Set down a precise copy of the whole listing.

[Opening Input records section]

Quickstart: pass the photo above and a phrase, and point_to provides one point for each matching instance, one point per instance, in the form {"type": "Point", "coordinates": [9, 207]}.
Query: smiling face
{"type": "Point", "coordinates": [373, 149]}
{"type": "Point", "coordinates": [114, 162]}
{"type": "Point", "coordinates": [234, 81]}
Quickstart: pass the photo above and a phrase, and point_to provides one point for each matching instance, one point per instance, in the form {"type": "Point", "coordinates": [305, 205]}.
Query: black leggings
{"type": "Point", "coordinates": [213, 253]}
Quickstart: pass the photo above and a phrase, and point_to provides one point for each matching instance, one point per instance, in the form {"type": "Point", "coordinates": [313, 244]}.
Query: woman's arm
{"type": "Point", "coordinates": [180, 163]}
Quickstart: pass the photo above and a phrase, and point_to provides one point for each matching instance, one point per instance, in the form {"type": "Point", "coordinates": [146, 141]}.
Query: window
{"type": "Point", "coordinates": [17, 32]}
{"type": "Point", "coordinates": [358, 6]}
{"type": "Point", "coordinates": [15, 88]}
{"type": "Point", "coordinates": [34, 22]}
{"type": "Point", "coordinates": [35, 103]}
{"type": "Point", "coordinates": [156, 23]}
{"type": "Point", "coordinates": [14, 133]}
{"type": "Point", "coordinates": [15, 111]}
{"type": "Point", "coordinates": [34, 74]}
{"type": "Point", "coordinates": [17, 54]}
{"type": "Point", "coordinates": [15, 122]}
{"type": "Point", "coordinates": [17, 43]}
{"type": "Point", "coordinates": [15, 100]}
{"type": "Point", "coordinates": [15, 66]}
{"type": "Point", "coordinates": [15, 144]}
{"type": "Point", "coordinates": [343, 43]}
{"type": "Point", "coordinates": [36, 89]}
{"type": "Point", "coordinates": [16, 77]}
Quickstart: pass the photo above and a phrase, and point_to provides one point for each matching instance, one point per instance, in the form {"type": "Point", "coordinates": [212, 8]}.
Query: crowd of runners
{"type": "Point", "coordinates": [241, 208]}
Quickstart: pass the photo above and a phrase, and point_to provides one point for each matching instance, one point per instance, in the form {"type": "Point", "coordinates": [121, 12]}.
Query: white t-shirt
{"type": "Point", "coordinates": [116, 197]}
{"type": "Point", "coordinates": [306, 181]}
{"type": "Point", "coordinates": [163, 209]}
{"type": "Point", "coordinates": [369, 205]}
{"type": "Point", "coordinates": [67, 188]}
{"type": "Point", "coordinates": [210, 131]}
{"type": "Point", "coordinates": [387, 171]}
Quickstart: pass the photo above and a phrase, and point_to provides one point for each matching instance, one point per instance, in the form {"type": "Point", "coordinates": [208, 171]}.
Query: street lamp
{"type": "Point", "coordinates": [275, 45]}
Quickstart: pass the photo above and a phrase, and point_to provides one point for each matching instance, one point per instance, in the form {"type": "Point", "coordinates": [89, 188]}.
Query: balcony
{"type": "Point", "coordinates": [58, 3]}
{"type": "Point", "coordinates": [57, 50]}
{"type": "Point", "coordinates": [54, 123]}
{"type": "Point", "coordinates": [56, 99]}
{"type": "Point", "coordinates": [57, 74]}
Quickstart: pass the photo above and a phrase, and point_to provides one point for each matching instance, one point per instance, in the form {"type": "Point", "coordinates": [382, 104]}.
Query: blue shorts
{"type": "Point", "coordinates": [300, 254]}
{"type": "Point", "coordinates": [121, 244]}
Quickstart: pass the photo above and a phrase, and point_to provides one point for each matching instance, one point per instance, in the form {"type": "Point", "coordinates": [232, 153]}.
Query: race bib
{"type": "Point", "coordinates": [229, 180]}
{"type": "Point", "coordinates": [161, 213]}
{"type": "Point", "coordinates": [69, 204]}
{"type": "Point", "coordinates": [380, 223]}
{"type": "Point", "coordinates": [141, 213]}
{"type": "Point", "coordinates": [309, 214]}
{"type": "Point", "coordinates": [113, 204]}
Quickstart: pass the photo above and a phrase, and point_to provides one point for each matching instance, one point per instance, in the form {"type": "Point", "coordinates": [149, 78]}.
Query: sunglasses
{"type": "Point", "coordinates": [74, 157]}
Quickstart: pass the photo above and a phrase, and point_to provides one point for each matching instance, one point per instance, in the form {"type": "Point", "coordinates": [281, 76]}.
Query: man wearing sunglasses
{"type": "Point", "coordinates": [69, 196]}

[Closing Input records section]

▸ Response below
Quickstart: pass the photo above and a phrase, and point_to provides one point for each matching instance, one point per instance, in the form {"type": "Point", "coordinates": [9, 207]}.
Query: smiling face
{"type": "Point", "coordinates": [373, 149]}
{"type": "Point", "coordinates": [114, 162]}
{"type": "Point", "coordinates": [234, 81]}
Quickstart: pass the photo above and a phrase, and point_to provides one point for each matching instance, one point per instance, in the form {"type": "Point", "coordinates": [305, 205]}.
Query: black leggings
{"type": "Point", "coordinates": [213, 253]}
Quickstart: pass the photo above and a phrase, and point_to provides one point for each matching instance, one point per instance, in the form {"type": "Point", "coordinates": [313, 244]}.
Query: woman's arm
{"type": "Point", "coordinates": [180, 163]}
Quickstart: pass the photo above and a phrase, and point_to provides one point for each matching instance, one point per instance, in the form {"type": "Point", "coordinates": [146, 141]}.
Query: window
{"type": "Point", "coordinates": [17, 32]}
{"type": "Point", "coordinates": [358, 6]}
{"type": "Point", "coordinates": [15, 88]}
{"type": "Point", "coordinates": [34, 22]}
{"type": "Point", "coordinates": [35, 103]}
{"type": "Point", "coordinates": [156, 23]}
{"type": "Point", "coordinates": [14, 133]}
{"type": "Point", "coordinates": [15, 111]}
{"type": "Point", "coordinates": [34, 74]}
{"type": "Point", "coordinates": [17, 54]}
{"type": "Point", "coordinates": [15, 122]}
{"type": "Point", "coordinates": [17, 43]}
{"type": "Point", "coordinates": [15, 100]}
{"type": "Point", "coordinates": [15, 66]}
{"type": "Point", "coordinates": [15, 144]}
{"type": "Point", "coordinates": [343, 43]}
{"type": "Point", "coordinates": [36, 89]}
{"type": "Point", "coordinates": [16, 77]}
Quickstart: pass the photo above and a phrase, and point_to provides one point for each matching instance, one point per instance, in the form {"type": "Point", "coordinates": [212, 8]}.
Query: crowd of runners
{"type": "Point", "coordinates": [241, 208]}
Quickstart: pass the photo above and a phrase, and point_to provides one point for each matching instance, one point per instance, in the form {"type": "Point", "coordinates": [121, 12]}.
Query: white t-shirt
{"type": "Point", "coordinates": [116, 197]}
{"type": "Point", "coordinates": [306, 181]}
{"type": "Point", "coordinates": [163, 209]}
{"type": "Point", "coordinates": [369, 205]}
{"type": "Point", "coordinates": [67, 188]}
{"type": "Point", "coordinates": [210, 131]}
{"type": "Point", "coordinates": [387, 171]}
Quickstart: pass the photo above and a phrase, and point_to provides one point for each matching instance, one point per instance, in the form {"type": "Point", "coordinates": [208, 171]}.
Query: street lamp
{"type": "Point", "coordinates": [275, 45]}
Quickstart: pass the photo above and a phrase, and point_to provides one point for each matching instance, one point per instance, in the form {"type": "Point", "coordinates": [89, 188]}.
Query: balcony
{"type": "Point", "coordinates": [58, 3]}
{"type": "Point", "coordinates": [57, 50]}
{"type": "Point", "coordinates": [54, 123]}
{"type": "Point", "coordinates": [56, 99]}
{"type": "Point", "coordinates": [57, 74]}
Quickstart: pass the photo above and a phrase, and point_to provides one point for each matching instance, one point per instance, in the form {"type": "Point", "coordinates": [382, 104]}.
Query: blue shorts
{"type": "Point", "coordinates": [300, 254]}
{"type": "Point", "coordinates": [121, 244]}
Quickstart: pass the photo above and a phrase, and point_to provides one point for each matching instance, one point per instance, in the form {"type": "Point", "coordinates": [232, 153]}.
Query: race bib
{"type": "Point", "coordinates": [229, 180]}
{"type": "Point", "coordinates": [161, 213]}
{"type": "Point", "coordinates": [69, 204]}
{"type": "Point", "coordinates": [380, 223]}
{"type": "Point", "coordinates": [141, 213]}
{"type": "Point", "coordinates": [309, 214]}
{"type": "Point", "coordinates": [113, 204]}
Quickstart: pass the photo above and a phrase, and point_to provides one point for each matching instance, one point per instance, in the form {"type": "Point", "coordinates": [149, 78]}.
Query: sunglasses
{"type": "Point", "coordinates": [74, 157]}
Quickstart: pass the photo above and a phrase, and point_to provides one point for each matching instance, one point per instance, in the form {"type": "Point", "coordinates": [281, 76]}.
Query: man wearing sunglasses
{"type": "Point", "coordinates": [69, 196]}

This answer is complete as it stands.